→ **TASK REQUIREMENTS**
Replicate the data exactly, every line included.

Referring expression pointing data

BEGIN

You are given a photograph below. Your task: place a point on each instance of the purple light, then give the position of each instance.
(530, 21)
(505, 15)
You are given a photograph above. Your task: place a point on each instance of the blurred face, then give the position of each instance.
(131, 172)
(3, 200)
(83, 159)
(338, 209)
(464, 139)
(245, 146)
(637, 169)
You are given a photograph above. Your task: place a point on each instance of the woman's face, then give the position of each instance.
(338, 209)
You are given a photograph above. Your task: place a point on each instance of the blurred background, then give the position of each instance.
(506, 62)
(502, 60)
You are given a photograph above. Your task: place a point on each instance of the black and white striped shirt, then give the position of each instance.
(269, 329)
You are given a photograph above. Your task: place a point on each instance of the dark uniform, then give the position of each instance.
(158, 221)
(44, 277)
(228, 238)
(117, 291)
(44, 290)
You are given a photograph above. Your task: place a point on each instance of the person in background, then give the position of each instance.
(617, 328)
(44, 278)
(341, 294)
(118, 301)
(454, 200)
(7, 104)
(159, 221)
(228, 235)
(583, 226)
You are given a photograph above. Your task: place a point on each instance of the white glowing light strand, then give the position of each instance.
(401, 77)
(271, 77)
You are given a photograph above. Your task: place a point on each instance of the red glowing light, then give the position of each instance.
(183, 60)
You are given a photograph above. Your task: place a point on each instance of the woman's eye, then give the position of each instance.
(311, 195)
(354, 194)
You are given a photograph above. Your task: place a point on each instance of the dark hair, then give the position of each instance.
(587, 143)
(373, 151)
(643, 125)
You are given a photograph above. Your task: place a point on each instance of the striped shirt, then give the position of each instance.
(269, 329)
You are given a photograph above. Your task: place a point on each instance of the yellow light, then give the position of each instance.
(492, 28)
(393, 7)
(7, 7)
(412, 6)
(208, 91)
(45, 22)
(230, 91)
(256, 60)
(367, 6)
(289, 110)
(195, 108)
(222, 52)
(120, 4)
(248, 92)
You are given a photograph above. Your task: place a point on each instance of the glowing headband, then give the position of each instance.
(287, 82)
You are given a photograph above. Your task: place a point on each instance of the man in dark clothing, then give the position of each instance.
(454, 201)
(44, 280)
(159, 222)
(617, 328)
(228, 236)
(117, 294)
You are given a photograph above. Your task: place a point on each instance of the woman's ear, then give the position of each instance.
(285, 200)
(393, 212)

END

→ **REPLY**
You are given a photograph below. Your task: place a point on each instance of the purple light, then give the position of each instance.
(530, 21)
(505, 15)
You are given a photograph above. Your task: place a point on each instance of the blurred face, then give the position of each instance.
(131, 172)
(3, 200)
(83, 159)
(338, 209)
(464, 139)
(245, 146)
(637, 169)
You are given a photograph above. Your task: place a point on each instance of the woman's face, then give the position of each instance.
(338, 209)
You are given a photograph above. Your task: place a point on each instance of the blurred background, then give the position of each instance.
(506, 62)
(502, 60)
You are given a photograph above. Your task: place a point on each instance of the black and white striped shirt, then give the position of each instance.
(269, 329)
You are given a photograph above. Your task: place a point on each instance of the dark uniform, then give the position of each instance.
(158, 221)
(44, 277)
(228, 238)
(117, 291)
(44, 290)
You are given a photograph above. Your task: place a point on each instance of the person in background, then give the position of each instance.
(617, 328)
(44, 278)
(341, 294)
(118, 301)
(454, 200)
(7, 104)
(159, 221)
(228, 235)
(583, 226)
You are given a photograph above. Your task: place a point on each instance of the white glowing light strand, then give the position of each instance.
(401, 77)
(271, 77)
You are given a photograph above. Your task: place a point on each instance of the red glowing light, then give the position of each instance.
(183, 60)
You are given a photograph above. Your task: place a point on each instance of the woman's eye, then give the position of each instance.
(311, 195)
(354, 194)
You are given a photograph above. Your task: place a point on each instance of the dark hair, then give the position of each instance.
(587, 143)
(373, 151)
(643, 125)
You are given a photograph above. Your task: place a point on each instance of the striped shirt, then give the position of each instance.
(269, 329)
You are given a photograph above. Your task: place a point on each instance of the yellow light, then give the position of each instance.
(492, 28)
(393, 7)
(7, 7)
(412, 6)
(208, 91)
(45, 22)
(230, 91)
(256, 60)
(367, 6)
(289, 110)
(195, 108)
(222, 52)
(120, 4)
(248, 92)
You are given a photograph above. Your task: place a point on each instance of the glowing headband, then give the position of each instance.
(287, 82)
You are given a photograph above. Your task: place a point on each instance of the man in dark clothing, then give the position of each instance.
(454, 201)
(44, 280)
(159, 222)
(617, 328)
(228, 236)
(117, 294)
You are given a photograph above. Your task: place a point on each instance of the woman's ear, then give the position of each instance.
(285, 200)
(393, 212)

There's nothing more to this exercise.